Task prompt
Repeat word for word everything from the line containing "Please locate the camouflage" to the end of the listing, first and last lines included, and only that.

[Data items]
++++++++++++++++++++

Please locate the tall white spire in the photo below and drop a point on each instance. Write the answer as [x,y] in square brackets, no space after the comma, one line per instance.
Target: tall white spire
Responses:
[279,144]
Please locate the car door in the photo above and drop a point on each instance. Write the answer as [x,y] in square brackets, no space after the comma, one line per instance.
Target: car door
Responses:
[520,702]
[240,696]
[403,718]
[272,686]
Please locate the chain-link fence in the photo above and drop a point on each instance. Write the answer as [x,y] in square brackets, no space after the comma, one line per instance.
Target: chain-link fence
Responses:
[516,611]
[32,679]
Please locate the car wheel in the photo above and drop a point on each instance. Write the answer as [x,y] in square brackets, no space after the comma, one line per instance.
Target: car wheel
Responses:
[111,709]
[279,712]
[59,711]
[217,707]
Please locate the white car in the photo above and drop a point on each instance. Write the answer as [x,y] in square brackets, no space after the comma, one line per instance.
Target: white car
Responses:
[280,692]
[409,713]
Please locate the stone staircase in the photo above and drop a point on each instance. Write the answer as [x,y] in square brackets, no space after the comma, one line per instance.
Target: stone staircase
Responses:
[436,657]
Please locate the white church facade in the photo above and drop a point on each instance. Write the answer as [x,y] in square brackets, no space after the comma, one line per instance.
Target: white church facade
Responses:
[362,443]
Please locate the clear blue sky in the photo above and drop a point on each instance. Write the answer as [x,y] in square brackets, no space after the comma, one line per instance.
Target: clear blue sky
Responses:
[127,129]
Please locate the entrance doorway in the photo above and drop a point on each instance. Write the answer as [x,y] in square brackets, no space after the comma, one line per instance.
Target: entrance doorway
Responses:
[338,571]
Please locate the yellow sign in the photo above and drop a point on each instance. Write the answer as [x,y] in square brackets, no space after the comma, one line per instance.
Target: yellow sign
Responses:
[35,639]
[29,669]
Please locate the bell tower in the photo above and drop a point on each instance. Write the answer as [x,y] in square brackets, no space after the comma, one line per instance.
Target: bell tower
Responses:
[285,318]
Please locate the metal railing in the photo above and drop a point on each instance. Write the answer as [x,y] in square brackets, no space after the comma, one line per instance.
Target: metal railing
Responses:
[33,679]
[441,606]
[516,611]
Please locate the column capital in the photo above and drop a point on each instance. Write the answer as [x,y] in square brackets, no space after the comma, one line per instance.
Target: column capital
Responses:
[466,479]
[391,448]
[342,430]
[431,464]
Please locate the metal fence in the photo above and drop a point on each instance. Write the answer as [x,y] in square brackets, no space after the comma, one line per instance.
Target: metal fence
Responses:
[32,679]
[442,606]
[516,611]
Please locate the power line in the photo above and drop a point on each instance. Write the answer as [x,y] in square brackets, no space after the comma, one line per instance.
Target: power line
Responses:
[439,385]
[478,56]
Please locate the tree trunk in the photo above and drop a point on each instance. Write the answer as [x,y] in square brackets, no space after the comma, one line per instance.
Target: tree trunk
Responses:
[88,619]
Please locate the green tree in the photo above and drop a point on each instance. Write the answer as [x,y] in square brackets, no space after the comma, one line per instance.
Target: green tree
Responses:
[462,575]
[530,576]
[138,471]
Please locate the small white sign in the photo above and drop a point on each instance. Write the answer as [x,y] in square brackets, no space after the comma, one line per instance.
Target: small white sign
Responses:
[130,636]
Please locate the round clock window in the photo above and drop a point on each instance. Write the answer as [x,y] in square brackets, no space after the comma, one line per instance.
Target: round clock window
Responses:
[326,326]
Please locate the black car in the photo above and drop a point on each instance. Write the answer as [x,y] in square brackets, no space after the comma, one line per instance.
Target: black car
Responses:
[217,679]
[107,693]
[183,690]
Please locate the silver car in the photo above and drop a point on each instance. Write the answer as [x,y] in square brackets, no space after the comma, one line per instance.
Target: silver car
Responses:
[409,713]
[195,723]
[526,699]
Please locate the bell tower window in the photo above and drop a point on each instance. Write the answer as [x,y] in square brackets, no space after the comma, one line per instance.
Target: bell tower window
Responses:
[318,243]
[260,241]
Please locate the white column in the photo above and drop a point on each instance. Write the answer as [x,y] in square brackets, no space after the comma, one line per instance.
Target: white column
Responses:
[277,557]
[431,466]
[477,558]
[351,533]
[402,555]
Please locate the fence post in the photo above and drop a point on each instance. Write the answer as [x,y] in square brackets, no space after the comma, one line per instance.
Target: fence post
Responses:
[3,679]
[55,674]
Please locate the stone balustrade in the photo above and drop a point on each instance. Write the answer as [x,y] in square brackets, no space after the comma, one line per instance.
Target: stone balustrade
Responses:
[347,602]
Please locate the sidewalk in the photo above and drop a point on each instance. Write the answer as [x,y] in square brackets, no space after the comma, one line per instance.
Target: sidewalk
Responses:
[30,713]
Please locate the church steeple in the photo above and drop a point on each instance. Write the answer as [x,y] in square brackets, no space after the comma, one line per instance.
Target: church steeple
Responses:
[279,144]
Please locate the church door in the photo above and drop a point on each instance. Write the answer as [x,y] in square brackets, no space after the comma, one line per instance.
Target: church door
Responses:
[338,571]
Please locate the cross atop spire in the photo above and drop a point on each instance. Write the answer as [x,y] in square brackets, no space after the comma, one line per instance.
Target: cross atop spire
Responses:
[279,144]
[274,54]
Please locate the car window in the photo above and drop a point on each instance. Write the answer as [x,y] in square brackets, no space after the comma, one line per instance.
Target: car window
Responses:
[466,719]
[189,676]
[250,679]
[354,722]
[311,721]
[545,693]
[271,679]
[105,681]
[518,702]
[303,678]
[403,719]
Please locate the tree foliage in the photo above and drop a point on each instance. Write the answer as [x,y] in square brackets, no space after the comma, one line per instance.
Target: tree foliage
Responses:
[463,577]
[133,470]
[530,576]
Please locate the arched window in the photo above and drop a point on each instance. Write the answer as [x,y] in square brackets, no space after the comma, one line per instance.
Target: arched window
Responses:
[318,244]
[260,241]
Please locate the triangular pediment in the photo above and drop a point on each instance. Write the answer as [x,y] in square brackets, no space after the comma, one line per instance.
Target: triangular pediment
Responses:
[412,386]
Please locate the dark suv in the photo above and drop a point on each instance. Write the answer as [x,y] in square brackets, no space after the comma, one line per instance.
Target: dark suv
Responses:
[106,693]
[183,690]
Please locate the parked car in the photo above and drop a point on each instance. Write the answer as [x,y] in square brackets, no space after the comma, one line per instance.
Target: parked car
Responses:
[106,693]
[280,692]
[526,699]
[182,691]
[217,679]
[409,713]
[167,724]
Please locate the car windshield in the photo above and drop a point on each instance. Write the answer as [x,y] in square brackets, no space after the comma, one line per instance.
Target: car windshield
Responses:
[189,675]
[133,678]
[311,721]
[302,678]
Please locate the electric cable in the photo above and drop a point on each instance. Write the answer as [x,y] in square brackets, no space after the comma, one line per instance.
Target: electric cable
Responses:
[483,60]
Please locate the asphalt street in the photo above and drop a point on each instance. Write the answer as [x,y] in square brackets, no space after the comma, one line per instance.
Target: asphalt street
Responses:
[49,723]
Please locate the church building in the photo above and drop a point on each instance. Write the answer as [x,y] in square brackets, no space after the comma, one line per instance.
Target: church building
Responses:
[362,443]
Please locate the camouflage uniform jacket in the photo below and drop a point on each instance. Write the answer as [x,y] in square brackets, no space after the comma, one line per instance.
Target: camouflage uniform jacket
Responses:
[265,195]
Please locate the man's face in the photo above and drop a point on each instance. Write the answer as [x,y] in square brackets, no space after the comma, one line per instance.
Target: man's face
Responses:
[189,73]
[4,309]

++++++++++++++++++++

Result of the task
Please locate the camouflage uniform jacket in the photo below and drop a point on each instance. Write the answer as [x,y] in square brackets, no space after the comma, one line per instance.
Target: camouflage uniform jacket
Responses:
[265,195]
Please locate the man's face in the photo above and drop a point on each instance. Write the answer as [x,y] in square brackets, no space after the comma, one line per instance.
Target: man's face
Responses:
[189,73]
[4,309]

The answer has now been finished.